## START

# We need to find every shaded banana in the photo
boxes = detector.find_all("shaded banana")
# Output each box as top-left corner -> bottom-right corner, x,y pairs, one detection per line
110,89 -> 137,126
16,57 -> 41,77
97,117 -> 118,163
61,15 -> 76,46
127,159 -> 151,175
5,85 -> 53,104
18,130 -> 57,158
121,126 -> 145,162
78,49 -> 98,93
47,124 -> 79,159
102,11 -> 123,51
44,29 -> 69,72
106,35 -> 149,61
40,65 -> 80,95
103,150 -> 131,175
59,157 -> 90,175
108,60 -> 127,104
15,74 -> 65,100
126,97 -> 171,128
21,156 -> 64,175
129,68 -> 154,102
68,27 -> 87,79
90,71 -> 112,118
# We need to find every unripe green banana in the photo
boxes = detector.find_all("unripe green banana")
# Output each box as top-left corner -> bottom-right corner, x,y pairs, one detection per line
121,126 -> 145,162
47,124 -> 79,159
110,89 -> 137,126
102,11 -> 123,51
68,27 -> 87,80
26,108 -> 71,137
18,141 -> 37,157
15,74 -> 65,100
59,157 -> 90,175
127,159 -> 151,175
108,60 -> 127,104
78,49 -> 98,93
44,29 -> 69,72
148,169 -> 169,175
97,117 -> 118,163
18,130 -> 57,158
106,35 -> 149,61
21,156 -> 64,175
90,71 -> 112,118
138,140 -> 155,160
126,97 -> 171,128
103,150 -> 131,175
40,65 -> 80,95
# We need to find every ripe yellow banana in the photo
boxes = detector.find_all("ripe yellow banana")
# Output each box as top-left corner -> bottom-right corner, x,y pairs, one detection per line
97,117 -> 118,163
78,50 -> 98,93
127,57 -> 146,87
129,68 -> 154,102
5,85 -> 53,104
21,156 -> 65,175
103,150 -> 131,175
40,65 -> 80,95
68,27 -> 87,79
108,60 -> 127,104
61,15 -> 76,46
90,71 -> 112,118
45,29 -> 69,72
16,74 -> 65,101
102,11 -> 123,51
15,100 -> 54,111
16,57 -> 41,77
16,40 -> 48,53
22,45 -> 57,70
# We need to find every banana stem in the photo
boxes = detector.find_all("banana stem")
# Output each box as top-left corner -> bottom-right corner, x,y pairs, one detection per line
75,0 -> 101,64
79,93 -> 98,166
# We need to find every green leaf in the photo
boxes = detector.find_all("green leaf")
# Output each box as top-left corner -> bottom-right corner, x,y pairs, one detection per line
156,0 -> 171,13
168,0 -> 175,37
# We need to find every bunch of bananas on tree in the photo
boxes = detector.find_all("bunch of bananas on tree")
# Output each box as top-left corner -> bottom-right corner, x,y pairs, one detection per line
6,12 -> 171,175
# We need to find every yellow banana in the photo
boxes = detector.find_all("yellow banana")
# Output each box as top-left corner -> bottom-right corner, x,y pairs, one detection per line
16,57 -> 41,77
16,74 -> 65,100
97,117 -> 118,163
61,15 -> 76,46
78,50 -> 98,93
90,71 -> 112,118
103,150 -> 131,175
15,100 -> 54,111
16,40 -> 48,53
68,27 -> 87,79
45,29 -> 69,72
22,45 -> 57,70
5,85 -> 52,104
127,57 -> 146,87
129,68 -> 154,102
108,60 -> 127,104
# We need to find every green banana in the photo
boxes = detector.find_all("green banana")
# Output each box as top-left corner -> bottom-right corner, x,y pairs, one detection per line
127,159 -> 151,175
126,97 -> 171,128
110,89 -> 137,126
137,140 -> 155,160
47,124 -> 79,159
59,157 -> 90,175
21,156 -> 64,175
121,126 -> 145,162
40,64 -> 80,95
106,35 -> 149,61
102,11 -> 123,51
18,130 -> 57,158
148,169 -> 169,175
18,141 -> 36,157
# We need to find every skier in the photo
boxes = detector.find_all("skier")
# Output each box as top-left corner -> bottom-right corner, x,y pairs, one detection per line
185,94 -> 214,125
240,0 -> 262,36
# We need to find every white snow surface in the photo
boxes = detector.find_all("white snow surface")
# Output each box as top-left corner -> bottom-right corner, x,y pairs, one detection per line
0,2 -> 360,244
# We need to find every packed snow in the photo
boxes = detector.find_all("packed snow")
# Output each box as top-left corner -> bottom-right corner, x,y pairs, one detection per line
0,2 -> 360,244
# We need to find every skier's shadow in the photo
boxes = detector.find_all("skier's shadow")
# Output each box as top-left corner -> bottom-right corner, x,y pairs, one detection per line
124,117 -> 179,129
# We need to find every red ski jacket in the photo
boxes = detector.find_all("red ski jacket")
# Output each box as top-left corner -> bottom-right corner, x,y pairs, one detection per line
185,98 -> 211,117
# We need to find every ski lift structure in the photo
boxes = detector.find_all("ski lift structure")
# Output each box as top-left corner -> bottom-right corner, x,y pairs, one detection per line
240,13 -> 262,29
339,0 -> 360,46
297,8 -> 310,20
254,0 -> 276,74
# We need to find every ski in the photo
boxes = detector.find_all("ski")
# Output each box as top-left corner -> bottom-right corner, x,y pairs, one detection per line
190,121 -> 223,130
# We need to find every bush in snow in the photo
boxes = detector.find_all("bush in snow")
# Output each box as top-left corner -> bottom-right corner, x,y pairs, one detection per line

## END

Directions: Retype all of the material above line for line, changing nothing.

Solution to this exercise:
# We need to find every shaded banana in the photo
boxes = detector.find_all("shaded banana")
# Output each box as top-left corner -> bottom-right corner, x,y pairs, one detection per line
110,89 -> 137,126
16,57 -> 41,77
97,117 -> 118,163
61,15 -> 76,46
127,159 -> 151,175
5,85 -> 53,104
18,130 -> 57,158
121,126 -> 145,162
78,49 -> 98,93
47,124 -> 79,159
102,11 -> 123,51
44,29 -> 69,72
106,35 -> 149,61
40,65 -> 80,95
103,150 -> 131,175
59,157 -> 90,175
108,60 -> 127,104
15,74 -> 65,100
126,97 -> 171,128
21,156 -> 64,175
129,68 -> 154,102
68,27 -> 87,79
90,71 -> 112,118
# We need to find every unripe green banana in the photo
boxes = detector.find_all("unripe green banana")
# Output each box as top-left corner -> bottom-right corner, x,y pairs, one detection per line
121,126 -> 145,162
47,124 -> 79,159
110,89 -> 137,126
102,11 -> 123,51
68,27 -> 87,80
26,108 -> 71,137
18,141 -> 37,157
15,74 -> 65,100
59,157 -> 90,175
127,159 -> 151,175
108,60 -> 127,104
78,49 -> 98,93
44,29 -> 69,72
148,169 -> 169,175
97,117 -> 118,163
18,130 -> 57,158
106,35 -> 149,61
21,156 -> 64,175
90,71 -> 112,118
138,140 -> 155,160
126,97 -> 171,128
103,150 -> 131,175
40,65 -> 80,95
# We need to find every ripe yellow banana in the photo
boxes = detector.find_all("ripe yellow banana")
# Output each box as top-left corner -> bottom-right corner, x,y pairs, one detection per line
97,117 -> 118,163
78,50 -> 98,93
127,57 -> 146,87
129,68 -> 154,102
5,85 -> 53,104
21,156 -> 65,175
103,150 -> 131,175
40,65 -> 80,95
68,27 -> 87,79
108,60 -> 127,104
61,15 -> 76,46
90,71 -> 112,118
45,29 -> 69,72
16,74 -> 65,101
102,11 -> 123,51
15,100 -> 54,111
16,57 -> 41,77
16,40 -> 48,53
22,45 -> 57,70
# We need to find every banana stem in the photo
boxes = detector.find_all("banana stem")
# Output each box as top-left corner -> bottom-right corner, x,y pairs, one detection per line
75,0 -> 101,64
79,93 -> 98,166
# We need to find every green leaf in the photo
boxes = detector.find_all("green leaf")
# Output each box as top-left corner -> bottom-right corner, x,y pairs, one detection per line
156,0 -> 171,13
168,0 -> 175,37
# We need to find every bunch of bananas on tree in the photo
boxes = detector.find_all("bunch of bananas on tree")
# Output each box as top-left corner -> bottom-right corner, x,y pairs, one detection per line
6,12 -> 171,175
# We need to find every yellow banana in the photo
boxes = detector.find_all("yellow banana")
# Output each box as top-left corner -> bottom-right corner, x,y pairs, one detection per line
16,57 -> 41,77
16,74 -> 65,100
97,117 -> 118,163
61,15 -> 76,46
78,50 -> 98,93
90,71 -> 112,118
103,150 -> 131,175
15,100 -> 54,111
16,40 -> 48,53
68,27 -> 87,79
45,29 -> 69,72
22,45 -> 57,70
5,85 -> 52,104
127,57 -> 146,87
129,68 -> 154,102
108,60 -> 127,104
# We need to find every green banana in the photo
boxes = detector.find_all("green banana")
# Output each box as top-left corner -> bottom-right corner, x,y pairs, one detection per line
127,159 -> 151,175
126,97 -> 171,128
110,89 -> 137,126
137,140 -> 155,160
47,124 -> 79,159
59,157 -> 90,175
21,156 -> 64,175
121,126 -> 145,162
40,64 -> 80,95
106,35 -> 149,61
102,11 -> 123,51
18,130 -> 57,158
148,169 -> 169,175
18,141 -> 36,157
# We need to find every skier in the photo
boxes = detector.find_all("skier")
# Output each box as top-left corner -> bottom-right corner, x,y pairs, one detection per line
185,94 -> 214,125
240,0 -> 262,36
# We need to find every white snow surface in the photo
boxes = detector.find_all("white snow surface")
# Output each box as top-left corner -> bottom-right corner, x,y pairs, one detection per line
0,2 -> 360,244
# We need to find every packed snow in the photo
boxes = detector.find_all("packed snow")
# Output each box as top-left corner -> bottom-right corner, x,y pairs, one detection per line
0,2 -> 360,244
# We need to find every skier's shadow in the photo
boxes = detector.find_all("skier's shadow")
# Output each box as top-left corner -> bottom-right corner, x,y pairs, one detection per line
124,117 -> 179,129
# We need to find every red ski jacket in the photo
boxes = detector.find_all("red ski jacket")
# Output each box as top-left corner -> bottom-right corner, x,y pairs, one detection per line
185,98 -> 211,117
# We need to find every ski lift structure in the photo
boxes = detector.find_all("ski lift structure")
# Output each box as top-left corner -> bottom-right corner, x,y pairs, one detection per line
240,13 -> 262,29
339,0 -> 360,46
297,8 -> 310,20
254,0 -> 276,74
# We need to find every ski in the photo
boxes = detector.find_all("ski")
# Output each box as top-left corner -> bottom-right corner, x,y pairs, one detection per line
190,121 -> 223,130
# We need to find every bush in snow in the photo
boxes = detector.find_all("bush in snow")
# Output each box as top-left corner -> bottom-right corner, x,y pairs, one detection per line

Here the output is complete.